## READING PASSAGE

Abstract

Insufficiently accurate magnetic-field-line mapping between the aurora and the equatorial magnetosphere prevents us from determining the cause of many types of aurora. An important example is the longstanding question of how the magnetosphere drives low-latitude (growth-phase) auroral arcs: a large number of diverse generator mechanisms have been hypothesized but equatorial magnetospheric measurements cannot be unambiguously connected to arcs in the ionosphere, preventing the community from identifying the correct generator mechanisms. Here a mission concept is described to solve the magnetic-connection problem. From an equatorial instrumented spacecraft, a powerful energetic-electron beam is fired into the atmospheric loss cone resulting in an optical beam spot in the upper atmosphere that can be optically imaged from the ground, putting the magnetic connection of the equatorial spacecraft’s measurements into the context of the aurora. Multiple technical challenges that must be overcome for this mission concept are discussed: these include spacecraft charging, beam dynamics, beam stability, detection of the beam spot in the presence of aurora, and the safety of nearby spacecraft.

## LISTED RECORDS
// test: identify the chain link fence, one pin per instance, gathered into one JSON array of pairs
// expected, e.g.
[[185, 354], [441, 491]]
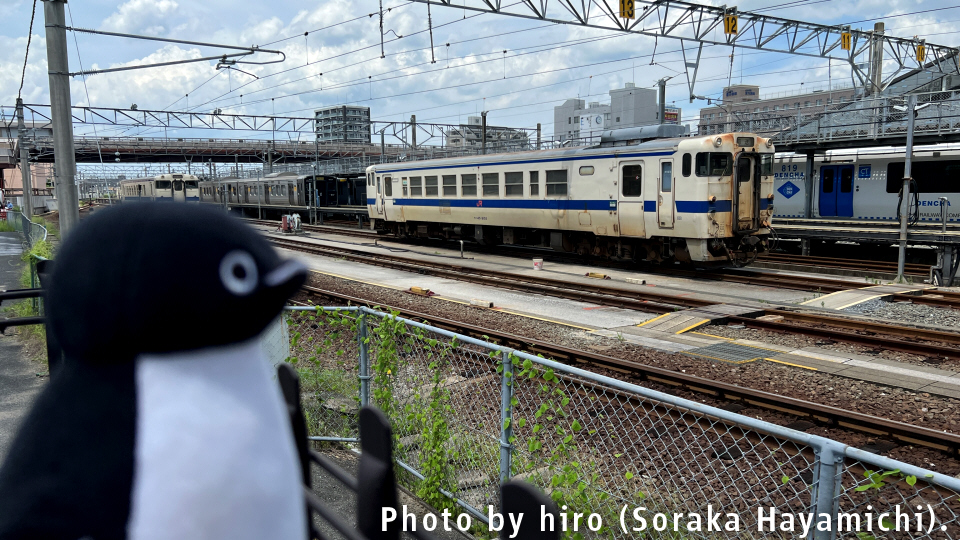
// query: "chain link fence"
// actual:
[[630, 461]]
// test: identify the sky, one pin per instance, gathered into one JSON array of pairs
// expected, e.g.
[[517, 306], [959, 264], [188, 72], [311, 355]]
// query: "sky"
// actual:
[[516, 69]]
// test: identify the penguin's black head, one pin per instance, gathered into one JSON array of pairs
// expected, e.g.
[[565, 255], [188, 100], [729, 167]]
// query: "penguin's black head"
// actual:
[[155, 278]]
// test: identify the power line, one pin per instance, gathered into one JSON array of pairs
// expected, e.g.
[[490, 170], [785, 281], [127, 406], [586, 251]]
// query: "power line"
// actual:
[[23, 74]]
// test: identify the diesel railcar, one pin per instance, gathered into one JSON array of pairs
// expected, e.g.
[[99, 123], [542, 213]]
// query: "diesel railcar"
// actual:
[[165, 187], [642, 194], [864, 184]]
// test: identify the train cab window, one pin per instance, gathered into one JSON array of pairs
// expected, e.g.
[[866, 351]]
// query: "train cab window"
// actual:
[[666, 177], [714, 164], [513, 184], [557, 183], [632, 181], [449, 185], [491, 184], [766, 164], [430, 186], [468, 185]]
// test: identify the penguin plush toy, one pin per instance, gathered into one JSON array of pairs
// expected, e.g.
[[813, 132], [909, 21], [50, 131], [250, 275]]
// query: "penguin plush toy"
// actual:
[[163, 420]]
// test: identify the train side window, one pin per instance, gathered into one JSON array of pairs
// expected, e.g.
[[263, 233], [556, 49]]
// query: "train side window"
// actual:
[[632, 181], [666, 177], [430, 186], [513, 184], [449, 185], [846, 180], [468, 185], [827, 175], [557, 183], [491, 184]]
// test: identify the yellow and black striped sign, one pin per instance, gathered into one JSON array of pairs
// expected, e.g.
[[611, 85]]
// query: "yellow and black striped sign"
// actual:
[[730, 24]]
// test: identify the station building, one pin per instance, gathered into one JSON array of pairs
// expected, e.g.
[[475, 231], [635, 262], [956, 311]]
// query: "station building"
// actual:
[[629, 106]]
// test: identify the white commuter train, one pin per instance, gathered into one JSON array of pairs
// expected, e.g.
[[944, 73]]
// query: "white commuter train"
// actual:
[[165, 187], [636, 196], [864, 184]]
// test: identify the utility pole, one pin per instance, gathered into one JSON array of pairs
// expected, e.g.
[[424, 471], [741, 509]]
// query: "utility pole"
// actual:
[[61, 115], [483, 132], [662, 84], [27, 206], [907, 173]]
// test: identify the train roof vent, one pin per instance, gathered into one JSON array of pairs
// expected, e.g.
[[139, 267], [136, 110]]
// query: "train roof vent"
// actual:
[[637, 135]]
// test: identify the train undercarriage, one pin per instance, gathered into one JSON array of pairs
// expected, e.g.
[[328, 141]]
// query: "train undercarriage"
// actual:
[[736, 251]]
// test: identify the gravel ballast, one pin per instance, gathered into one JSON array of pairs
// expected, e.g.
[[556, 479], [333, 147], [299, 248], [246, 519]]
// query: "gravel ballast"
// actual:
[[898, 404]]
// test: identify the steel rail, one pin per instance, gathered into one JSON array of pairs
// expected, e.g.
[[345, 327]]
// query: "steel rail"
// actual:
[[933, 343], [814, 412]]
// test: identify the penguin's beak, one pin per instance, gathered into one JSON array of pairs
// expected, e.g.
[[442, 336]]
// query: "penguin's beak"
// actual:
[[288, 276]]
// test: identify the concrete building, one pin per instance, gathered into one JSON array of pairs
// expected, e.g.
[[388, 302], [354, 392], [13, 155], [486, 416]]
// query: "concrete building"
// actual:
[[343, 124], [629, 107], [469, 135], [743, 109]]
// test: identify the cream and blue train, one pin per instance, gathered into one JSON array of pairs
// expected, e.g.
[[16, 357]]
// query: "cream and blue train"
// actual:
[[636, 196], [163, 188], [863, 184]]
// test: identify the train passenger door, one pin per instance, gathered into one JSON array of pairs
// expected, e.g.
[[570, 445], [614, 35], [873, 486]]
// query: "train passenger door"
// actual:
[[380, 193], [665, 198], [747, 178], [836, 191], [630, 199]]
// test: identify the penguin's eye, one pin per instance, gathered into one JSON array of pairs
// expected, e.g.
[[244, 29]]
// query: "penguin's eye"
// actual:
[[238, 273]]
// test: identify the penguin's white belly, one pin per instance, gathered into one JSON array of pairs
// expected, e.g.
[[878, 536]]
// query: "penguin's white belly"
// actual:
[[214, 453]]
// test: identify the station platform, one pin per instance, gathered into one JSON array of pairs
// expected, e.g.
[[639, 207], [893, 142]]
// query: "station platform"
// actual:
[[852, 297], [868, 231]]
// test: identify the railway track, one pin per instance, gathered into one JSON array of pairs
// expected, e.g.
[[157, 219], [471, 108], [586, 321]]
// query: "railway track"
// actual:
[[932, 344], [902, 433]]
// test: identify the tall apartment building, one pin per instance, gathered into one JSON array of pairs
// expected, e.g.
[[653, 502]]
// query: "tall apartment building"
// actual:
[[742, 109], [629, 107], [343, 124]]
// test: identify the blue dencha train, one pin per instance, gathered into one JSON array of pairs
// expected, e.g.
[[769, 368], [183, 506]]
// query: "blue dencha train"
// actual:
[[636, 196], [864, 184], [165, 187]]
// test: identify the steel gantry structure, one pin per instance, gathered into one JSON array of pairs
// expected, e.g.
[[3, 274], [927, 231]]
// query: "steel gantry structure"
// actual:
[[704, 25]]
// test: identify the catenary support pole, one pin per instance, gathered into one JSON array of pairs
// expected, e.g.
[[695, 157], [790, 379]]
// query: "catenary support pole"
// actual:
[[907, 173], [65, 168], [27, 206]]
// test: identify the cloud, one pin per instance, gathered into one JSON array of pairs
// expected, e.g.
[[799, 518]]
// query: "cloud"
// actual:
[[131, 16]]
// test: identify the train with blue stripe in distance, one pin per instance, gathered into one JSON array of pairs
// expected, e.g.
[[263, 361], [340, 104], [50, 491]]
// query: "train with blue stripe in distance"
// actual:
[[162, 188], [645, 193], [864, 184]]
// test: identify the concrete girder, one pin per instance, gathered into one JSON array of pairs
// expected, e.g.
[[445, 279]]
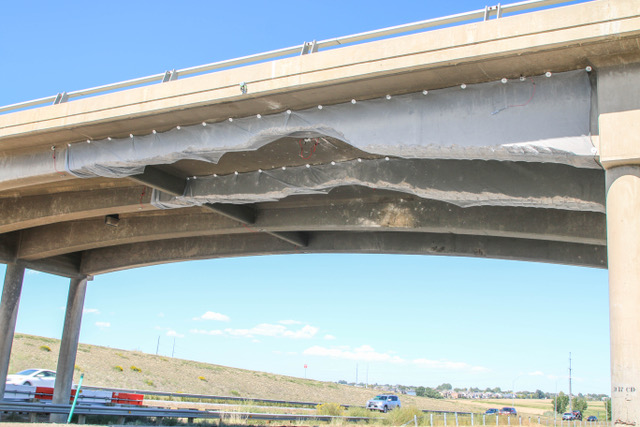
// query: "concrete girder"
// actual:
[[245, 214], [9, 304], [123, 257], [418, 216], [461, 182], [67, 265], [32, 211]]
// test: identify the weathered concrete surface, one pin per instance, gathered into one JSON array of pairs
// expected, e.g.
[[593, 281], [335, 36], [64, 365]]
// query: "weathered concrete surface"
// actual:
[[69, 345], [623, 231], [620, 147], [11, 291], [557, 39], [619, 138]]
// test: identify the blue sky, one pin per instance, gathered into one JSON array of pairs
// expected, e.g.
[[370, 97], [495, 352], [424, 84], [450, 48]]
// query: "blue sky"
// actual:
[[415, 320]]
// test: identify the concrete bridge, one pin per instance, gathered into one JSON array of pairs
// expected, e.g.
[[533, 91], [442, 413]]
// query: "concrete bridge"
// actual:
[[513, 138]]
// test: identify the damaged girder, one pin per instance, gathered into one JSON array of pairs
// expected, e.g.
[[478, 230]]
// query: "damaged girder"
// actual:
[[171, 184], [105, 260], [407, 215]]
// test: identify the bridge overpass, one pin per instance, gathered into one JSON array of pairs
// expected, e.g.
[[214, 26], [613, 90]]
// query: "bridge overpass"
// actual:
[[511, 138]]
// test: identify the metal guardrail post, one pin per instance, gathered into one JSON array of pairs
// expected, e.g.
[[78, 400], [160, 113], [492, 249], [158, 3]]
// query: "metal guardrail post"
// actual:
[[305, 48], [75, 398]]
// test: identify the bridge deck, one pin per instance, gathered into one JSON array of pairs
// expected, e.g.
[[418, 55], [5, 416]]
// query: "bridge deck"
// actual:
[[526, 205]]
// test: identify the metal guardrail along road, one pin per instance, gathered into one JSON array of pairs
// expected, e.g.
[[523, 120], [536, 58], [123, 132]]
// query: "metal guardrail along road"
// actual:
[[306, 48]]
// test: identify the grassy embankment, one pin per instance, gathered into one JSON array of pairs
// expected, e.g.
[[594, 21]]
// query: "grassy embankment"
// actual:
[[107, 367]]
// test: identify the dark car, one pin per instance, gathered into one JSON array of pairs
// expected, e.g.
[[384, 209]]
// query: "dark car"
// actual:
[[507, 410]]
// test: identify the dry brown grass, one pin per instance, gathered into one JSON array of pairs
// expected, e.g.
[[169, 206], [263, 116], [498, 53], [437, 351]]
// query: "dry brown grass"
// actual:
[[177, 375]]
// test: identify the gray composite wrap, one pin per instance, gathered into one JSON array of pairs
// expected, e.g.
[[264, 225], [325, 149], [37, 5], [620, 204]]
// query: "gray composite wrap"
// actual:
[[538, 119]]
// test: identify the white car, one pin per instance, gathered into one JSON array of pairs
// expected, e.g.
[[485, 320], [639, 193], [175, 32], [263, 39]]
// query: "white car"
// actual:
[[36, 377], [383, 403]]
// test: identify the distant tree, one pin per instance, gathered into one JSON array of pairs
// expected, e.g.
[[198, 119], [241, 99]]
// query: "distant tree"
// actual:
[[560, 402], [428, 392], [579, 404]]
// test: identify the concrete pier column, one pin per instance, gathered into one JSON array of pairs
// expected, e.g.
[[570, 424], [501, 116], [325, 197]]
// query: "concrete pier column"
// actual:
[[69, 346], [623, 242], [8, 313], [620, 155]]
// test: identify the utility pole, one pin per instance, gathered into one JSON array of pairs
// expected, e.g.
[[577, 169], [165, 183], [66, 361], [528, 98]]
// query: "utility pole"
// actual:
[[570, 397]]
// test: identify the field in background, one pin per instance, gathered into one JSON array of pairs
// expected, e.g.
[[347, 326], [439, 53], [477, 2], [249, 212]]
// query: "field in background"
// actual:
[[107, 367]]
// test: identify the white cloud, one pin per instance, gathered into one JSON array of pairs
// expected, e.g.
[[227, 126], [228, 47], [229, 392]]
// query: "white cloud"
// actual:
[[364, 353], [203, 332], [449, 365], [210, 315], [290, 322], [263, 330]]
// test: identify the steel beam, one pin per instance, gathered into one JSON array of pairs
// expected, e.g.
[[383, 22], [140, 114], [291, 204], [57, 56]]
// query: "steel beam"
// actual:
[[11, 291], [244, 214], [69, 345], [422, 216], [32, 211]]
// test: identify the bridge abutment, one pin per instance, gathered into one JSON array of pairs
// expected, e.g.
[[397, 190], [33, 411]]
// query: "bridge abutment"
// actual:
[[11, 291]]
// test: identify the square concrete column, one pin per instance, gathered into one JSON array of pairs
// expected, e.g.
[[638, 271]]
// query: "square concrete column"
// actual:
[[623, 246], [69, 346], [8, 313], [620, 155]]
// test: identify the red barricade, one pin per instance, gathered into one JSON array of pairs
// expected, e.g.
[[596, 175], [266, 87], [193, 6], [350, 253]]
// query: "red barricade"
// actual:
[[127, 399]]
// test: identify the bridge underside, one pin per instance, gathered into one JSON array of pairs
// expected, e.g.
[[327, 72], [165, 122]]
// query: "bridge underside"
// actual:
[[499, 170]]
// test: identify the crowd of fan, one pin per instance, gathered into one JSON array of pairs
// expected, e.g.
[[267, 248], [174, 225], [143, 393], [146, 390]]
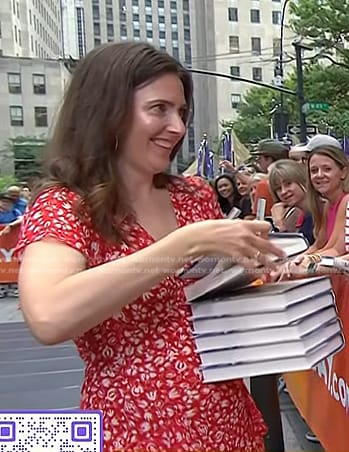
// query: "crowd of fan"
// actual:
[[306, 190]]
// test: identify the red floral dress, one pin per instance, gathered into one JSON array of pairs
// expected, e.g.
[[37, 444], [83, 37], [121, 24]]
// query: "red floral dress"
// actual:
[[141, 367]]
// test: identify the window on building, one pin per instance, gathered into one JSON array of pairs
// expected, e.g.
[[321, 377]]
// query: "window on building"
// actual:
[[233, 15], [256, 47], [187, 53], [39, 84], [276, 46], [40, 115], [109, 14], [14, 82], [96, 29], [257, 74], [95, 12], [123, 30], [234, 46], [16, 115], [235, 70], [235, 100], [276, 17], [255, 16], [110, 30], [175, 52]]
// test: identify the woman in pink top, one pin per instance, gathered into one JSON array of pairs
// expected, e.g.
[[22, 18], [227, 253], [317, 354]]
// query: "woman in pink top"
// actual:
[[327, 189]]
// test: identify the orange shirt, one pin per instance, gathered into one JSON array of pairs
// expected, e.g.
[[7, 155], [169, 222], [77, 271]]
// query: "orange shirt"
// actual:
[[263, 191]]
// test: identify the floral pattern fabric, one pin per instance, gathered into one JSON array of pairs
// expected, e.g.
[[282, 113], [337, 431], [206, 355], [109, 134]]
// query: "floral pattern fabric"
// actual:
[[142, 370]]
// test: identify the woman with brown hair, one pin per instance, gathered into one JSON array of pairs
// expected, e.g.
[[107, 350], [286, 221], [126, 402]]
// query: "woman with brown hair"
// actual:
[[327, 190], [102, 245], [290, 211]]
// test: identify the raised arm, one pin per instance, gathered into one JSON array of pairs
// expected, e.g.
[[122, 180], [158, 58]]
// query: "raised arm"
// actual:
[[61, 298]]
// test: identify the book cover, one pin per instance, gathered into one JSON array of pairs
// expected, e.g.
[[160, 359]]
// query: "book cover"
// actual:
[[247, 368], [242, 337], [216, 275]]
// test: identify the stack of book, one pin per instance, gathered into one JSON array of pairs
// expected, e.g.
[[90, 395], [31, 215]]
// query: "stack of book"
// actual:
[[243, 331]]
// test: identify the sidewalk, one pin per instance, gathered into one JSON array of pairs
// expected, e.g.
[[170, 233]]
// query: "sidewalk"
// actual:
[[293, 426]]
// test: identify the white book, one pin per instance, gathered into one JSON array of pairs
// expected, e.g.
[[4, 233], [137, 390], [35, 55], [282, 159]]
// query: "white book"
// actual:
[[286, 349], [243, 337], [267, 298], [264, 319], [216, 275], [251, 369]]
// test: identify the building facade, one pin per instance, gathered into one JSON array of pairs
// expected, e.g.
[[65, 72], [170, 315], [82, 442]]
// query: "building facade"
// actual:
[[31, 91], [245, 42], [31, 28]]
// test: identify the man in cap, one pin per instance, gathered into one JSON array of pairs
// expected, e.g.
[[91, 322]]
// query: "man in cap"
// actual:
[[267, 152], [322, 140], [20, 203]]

## SHORT PROBLEM
Answer these questions about the abstract:
1. Which auroral arcs does the abstract give as an important example of the longstanding question?
2. What is fired from the equatorial instrumented spacecraft into the atmospheric loss cone?
3. Which technical challenge is listed first?
The rows form a separate body of material and are not drawn from the abstract.

## EXPECTED ANSWER
1. Low-latitude (growth-phase) auroral arcs.
2. A powerful energetic-electron beam.
3. Spacecraft charging.